“Who controls the past controls the future. Who controls the present controls the past.” George Orwell, novel “1984”
Who gets to tell the story of what happened in the past and why?
In the mostly French-speaking province of Quebec, the school history books were changed in the brief period when the separatist Parti-Quebecois was in power in the province. They asked Quebec nationalist historians to rewrite the books.
Many non-francophone groups in the province are upset about the results.
Rob Green is a history teacher at Montreal’s Westmount High School, and chairperson of the Committee for the Enhancement of the History Curriculum in Quebec.
Many Anglophone history teachers, along with aboriginal and immigrant groups were upset at the original course proposed.
It was supposed to improve on the existing history texts by being more inclusive with a look at how aboriginals (First Nations and Inuit), Anglophones, various immigrant communities, and Francophones all contributed to the building of Quebec.

Instead, Green and others say the PQ authorized history course developed in 2014, is narrowly focussed along “nationalist” lines. On the few occasions it mentioned “Canada”, and Anglophones in the province presented them as somehow being antagonistic to the French-Quebeckers aspirations. Green says the only positive reference to Anglophones was that they were “sort of” involved in the early days of Quebec’s feminist movement.
They also complained there was little to no mention of the contributions of various waves of immigrants, nor that of aboriginal history in the province. Instead the course was narrowly focussed on the Quebec nationalist agenda.
Indeed, Inuit members of the Kativik school board in northern Quebec are angry that their input during consultations seems to have been ignored that input. In a press release this month they said the new course was “unacceptable”

In light of the many concerns about the texts, the provincial Liberal government which followed the PQ, said it would modify the history textbooks taking the concerns into account..

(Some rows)
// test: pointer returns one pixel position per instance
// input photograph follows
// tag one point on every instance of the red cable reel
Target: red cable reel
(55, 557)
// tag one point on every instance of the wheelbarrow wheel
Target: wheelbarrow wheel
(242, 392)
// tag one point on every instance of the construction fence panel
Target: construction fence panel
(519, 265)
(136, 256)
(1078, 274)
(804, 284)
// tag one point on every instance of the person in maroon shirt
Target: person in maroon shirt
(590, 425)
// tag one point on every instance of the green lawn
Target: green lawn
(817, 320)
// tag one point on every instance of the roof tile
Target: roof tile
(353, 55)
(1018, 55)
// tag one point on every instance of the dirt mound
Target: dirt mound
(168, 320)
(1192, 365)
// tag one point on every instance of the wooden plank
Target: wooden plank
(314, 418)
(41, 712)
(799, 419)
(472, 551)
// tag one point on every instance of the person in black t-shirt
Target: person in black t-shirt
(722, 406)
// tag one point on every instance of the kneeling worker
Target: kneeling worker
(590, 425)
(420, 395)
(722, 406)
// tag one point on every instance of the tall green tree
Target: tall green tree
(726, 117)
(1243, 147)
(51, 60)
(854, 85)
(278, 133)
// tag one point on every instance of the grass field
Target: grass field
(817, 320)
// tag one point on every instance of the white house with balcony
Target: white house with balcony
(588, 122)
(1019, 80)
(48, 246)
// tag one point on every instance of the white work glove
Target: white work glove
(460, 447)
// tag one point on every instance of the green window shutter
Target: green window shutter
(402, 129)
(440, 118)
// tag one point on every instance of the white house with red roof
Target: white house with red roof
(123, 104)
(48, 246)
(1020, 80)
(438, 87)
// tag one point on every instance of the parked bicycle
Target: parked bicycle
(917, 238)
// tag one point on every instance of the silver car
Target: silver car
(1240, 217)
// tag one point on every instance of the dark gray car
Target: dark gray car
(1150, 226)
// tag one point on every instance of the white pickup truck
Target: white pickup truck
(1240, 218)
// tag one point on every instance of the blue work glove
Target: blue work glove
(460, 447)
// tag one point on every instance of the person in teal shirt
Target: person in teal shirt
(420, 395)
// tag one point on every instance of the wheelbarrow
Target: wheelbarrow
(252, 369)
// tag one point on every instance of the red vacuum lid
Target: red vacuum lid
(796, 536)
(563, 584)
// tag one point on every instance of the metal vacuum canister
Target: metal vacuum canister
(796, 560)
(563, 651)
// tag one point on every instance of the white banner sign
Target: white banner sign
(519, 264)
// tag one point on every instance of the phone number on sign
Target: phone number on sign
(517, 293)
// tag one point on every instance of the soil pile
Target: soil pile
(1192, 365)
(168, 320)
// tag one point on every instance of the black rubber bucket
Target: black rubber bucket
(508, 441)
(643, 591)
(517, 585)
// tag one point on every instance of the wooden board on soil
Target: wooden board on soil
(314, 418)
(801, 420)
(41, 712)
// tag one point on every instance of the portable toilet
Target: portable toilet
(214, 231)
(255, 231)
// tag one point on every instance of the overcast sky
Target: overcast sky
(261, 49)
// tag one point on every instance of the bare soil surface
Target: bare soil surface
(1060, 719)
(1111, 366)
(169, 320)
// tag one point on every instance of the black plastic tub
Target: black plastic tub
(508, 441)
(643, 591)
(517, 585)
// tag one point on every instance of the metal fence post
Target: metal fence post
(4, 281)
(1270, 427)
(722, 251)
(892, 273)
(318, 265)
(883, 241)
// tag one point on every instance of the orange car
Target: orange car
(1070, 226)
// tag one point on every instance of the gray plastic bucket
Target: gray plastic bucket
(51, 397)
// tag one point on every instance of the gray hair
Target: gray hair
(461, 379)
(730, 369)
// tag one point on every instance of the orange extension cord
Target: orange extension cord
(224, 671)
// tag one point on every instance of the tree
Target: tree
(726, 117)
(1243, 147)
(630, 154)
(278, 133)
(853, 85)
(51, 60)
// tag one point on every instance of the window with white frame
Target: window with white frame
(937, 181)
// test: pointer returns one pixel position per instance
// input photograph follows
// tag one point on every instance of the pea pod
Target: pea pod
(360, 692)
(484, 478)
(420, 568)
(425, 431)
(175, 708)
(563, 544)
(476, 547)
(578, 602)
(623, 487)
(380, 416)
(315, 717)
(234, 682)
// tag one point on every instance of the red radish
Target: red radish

### REQUIRED WORK
a - According to the article on Quebec's history course, why are Inuit members of the Kativik school board angry? Answer in one to three sentences.
b - Write the next part of the article on Quebec's history course, picking up after its final sentence.
These rows are a separate set of material, unrelated to the text above them.

### RESPONSES PER TASK
a - They are angry because the input they gave during consultations appears to have been ignored. In a press release this month, they called the new course "unacceptable."

b -
Rob Green and others say the changes were minor and the main concerns about the portrayal of Quebec’s history remain. When gropus continued to press for reforms, the Liberal government response was that the changes that needed to be made were made.
He says as a teacher in a classroom with Quebec students of various ethnic backgrounds this course renders many of them historically “invisible”, while demonizing another group.

Green says no-one is trying to replace ideologies, i.e., the Quebec nationalist viewpoint with a federalist one, rather they seek revisions that would go back to the intent of the original proposal to revise history books, that is one of inclusion.
A petition has been launched that is asking the government to immediately begin to work with school boards and stakeholder groups so that supplemental materials can be produced in the short term to correct some of the omissions in the textbooks. A longer term goal is to undertake extensive public consultation in development of a eventual new and inclusive Quebec history course.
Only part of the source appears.